*** Task inputs Section Begins ***

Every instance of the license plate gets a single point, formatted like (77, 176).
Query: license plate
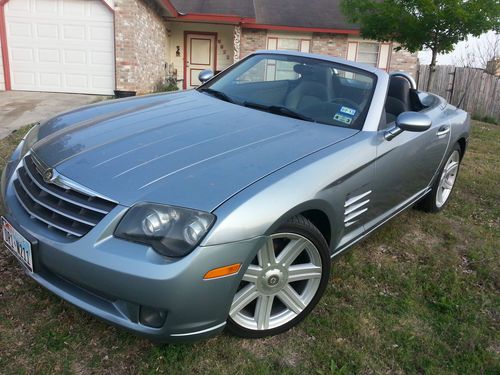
(17, 244)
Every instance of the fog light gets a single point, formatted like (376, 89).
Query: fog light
(151, 317)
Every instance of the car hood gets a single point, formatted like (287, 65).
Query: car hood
(186, 149)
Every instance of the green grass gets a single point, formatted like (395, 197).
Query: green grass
(420, 295)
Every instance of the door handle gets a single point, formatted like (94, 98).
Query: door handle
(443, 130)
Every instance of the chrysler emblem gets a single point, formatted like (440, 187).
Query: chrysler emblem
(48, 175)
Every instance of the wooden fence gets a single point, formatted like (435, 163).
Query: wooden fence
(471, 89)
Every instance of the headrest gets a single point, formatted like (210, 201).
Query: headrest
(303, 69)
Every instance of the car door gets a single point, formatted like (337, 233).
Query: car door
(406, 164)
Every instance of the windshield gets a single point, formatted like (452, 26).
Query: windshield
(300, 87)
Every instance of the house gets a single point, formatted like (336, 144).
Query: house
(97, 46)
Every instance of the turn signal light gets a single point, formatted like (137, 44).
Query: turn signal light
(222, 271)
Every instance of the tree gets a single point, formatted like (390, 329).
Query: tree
(477, 52)
(423, 24)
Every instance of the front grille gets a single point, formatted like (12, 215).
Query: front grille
(65, 210)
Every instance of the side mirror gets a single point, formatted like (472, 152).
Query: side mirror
(409, 121)
(205, 75)
(413, 121)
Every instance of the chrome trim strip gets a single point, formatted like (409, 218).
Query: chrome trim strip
(67, 215)
(354, 215)
(62, 229)
(199, 332)
(60, 196)
(355, 207)
(410, 201)
(350, 223)
(356, 198)
(65, 182)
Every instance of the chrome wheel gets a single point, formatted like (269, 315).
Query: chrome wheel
(447, 179)
(279, 284)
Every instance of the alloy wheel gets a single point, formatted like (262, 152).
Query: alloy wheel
(447, 179)
(279, 284)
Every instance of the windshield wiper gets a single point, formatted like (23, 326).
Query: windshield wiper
(278, 110)
(217, 94)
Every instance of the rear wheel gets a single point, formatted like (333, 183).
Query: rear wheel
(283, 283)
(443, 186)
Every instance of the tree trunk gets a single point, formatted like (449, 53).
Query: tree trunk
(432, 69)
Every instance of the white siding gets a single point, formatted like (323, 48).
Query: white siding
(61, 46)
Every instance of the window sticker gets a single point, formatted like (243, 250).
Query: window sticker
(341, 118)
(348, 111)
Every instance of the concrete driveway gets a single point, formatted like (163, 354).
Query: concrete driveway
(19, 108)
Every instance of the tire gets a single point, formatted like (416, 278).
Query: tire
(267, 302)
(442, 188)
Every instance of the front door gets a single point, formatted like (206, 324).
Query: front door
(200, 55)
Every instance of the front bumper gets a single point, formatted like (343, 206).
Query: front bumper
(113, 278)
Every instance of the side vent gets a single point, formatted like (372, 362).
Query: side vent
(355, 207)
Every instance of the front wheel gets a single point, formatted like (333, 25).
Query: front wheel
(283, 283)
(443, 186)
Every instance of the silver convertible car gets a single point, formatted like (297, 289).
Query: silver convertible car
(178, 215)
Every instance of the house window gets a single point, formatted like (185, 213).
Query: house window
(368, 53)
(283, 69)
(289, 44)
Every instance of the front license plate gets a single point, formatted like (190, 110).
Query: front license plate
(17, 244)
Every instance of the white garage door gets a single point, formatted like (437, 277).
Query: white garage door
(61, 46)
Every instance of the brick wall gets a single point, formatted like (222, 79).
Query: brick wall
(252, 40)
(403, 61)
(329, 44)
(140, 45)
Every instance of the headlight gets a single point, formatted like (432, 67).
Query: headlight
(30, 138)
(171, 231)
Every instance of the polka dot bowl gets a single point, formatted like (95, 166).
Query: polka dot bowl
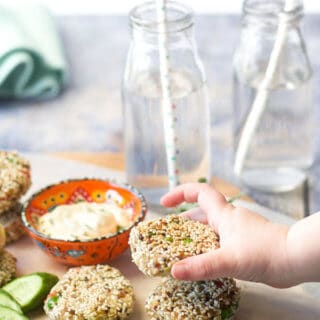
(83, 252)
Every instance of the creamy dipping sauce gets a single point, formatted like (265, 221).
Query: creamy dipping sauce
(84, 221)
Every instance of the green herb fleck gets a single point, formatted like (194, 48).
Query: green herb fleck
(187, 240)
(52, 302)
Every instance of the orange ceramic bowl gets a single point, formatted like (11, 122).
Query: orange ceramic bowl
(87, 252)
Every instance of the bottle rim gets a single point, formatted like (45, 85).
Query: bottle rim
(271, 9)
(179, 18)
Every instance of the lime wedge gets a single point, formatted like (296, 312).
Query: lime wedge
(6, 300)
(31, 290)
(9, 314)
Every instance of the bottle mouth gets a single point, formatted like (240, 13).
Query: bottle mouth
(179, 17)
(273, 8)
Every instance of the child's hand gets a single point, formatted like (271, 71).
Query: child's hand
(251, 247)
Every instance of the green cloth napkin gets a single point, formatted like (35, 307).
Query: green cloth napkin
(32, 61)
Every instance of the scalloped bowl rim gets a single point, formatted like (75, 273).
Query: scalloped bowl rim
(125, 186)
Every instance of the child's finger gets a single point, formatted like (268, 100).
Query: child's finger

*** Task inputs Section Ends ***

§ Exercise goal
Output every entry exactly. Pictures stay out.

§ Written response
Every instance of the license plate gets a single point, formatted like (77, 176).
Query: license plate
(17, 244)
Every instance of the fog light gets a single point, formatted like (376, 89).
Query: fog light
(151, 317)
Every instance of the car hood gets a single point, formatted like (287, 65).
Query: car hood
(186, 149)
Every instance of the green grass gets a single point, formatted like (395, 197).
Query: green grass
(420, 295)
Every instance of the door handle gets a single point, formatted like (94, 98).
Query: door handle
(443, 130)
Every instance of the chrysler emblem gets a single point, formatted like (440, 187).
Query: chrysler emblem
(48, 175)
Every instance of the wooden fence gets a single point, formatted like (435, 163).
Query: wooden fence
(471, 89)
Every instance of the headrest gets a single point, formatted like (210, 201).
Query: headrest
(303, 69)
Every instance of the car door gets a single point, formatted like (337, 233).
Query: car door
(406, 164)
Every instance of the windshield gets a single point, formatted like (452, 26).
Query: windshield
(300, 87)
Every instance of the house gets a single point, formatted like (336, 144).
Query: house
(97, 46)
Every instance of the turn signal light gets a single point, formatted like (137, 44).
Query: turn signal light
(222, 271)
Every instance of the tree gets a single point, formatted like (390, 329).
Query: tree
(477, 52)
(423, 24)
Every instance of the front grille gets a single point, formatted like (12, 215).
Query: front grille
(65, 210)
Every instance of the side mirror gets a single point, formatted like (472, 152).
Query: side mirror
(409, 121)
(205, 75)
(413, 121)
Every instance of the chrome trim strip gets a single point, formatted like (409, 218).
Query: chrome trim strip
(67, 215)
(354, 215)
(62, 229)
(199, 332)
(60, 196)
(355, 207)
(410, 201)
(350, 223)
(356, 198)
(65, 182)
Every instance of the chrome wheel gets a single point, formatted like (269, 315).
Query: chrome wheel
(447, 179)
(279, 284)
Every instance of the alloy wheel gets a single point, formatted like (262, 152).
Query: alloy wheel
(447, 179)
(279, 284)
Every instance of the windshield wiper gets a single point, formatted like (23, 326).
Query: windshield wiper
(278, 110)
(217, 94)
Every instance of the rear wheel gets a single point, formatted like (333, 183).
Query: rear wheel
(283, 283)
(443, 186)
Every instance of the tree trunk gets a single point, formatted like (449, 53).
Query: tree trunk
(432, 69)
Every instance of the white siding gets a single point, formatted like (323, 48).
Query: white siding
(61, 46)
Every instance of the window sticker gets a single point, formatted like (243, 250).
Query: window sticker
(341, 118)
(348, 111)
Every instance of the concrete driveway gets a single point, formatted like (163, 354).
Query: concrete driveway
(19, 108)
Every instance of the tire gets a single point, formatted like (416, 278).
Query: tire
(267, 302)
(442, 188)
Every instance of the front door gets a single point, formatted like (206, 324).
Query: front door
(200, 55)
Every instance of the front bumper gets a single point, formatted like (343, 206).
Query: front bumper
(113, 278)
Every instance of the side vent gets a single point, formatted like (372, 362).
Query: side vent
(355, 207)
Every instance of the front wheel gets a single point, formatted like (333, 25).
Query: front wheel
(283, 283)
(443, 186)
Every instance of the silver convertible car gets a single point, formatted like (297, 289).
Query: silver convertible car
(178, 215)
Every instance of the house window gets a single point, formatted like (185, 213).
Query: house window
(368, 53)
(283, 69)
(289, 44)
Every instance of the front license plate gets a single point, formatted like (190, 110).
Query: front license plate
(17, 244)
Every instance of the white garage door gets a single point, formatted like (437, 277).
Query: white garage door
(61, 46)
Every instance of the brick wall gets a single point, formatted like (222, 79).
Query: brick wall
(252, 40)
(403, 61)
(329, 44)
(140, 45)
Every instance of the headlight gets a single point, formatted like (432, 67).
Query: headlight
(30, 138)
(171, 231)
Every instance of the polka dot bowl gets a single point, formatted like (95, 166).
Query: polka dot bowl
(83, 252)
Every instance of the creamy dipping sauce gets a single point, formatted like (265, 221).
Query: creamy dipping sauce
(84, 221)
Every instance of the green herb fleck gets a single point, formatted like (194, 48).
Query: green herb fleck
(187, 240)
(52, 302)
Every instance of the orange ceramic bowl gets a single point, formatted like (11, 122).
Query: orange ceramic bowl
(87, 252)
Every instance of the bottle rim gets a single point, formatted like (45, 85).
Query: bottle rim
(271, 9)
(179, 18)
Every instance of the lime wedge gets a single point, formatted like (296, 312).
Query: lime wedge
(6, 300)
(31, 290)
(9, 314)
Every instance of the bottle mouth gets a single point, formatted like (240, 13).
Query: bottle mouth
(179, 17)
(273, 8)
Every instance of the child's hand gets a single point, formatted like (271, 71).
Query: child's hand
(251, 247)
Every instance of the green cloth napkin gets a single point, formatted like (35, 307).
Query: green cloth napkin
(32, 61)
Every instance of the scalloped bowl rim gets a single point, formatted like (75, 273).
Query: scalloped bowl rim
(125, 186)
Every instance of the child's finger gets a single point, formatted like (268, 100).
Query: child's finger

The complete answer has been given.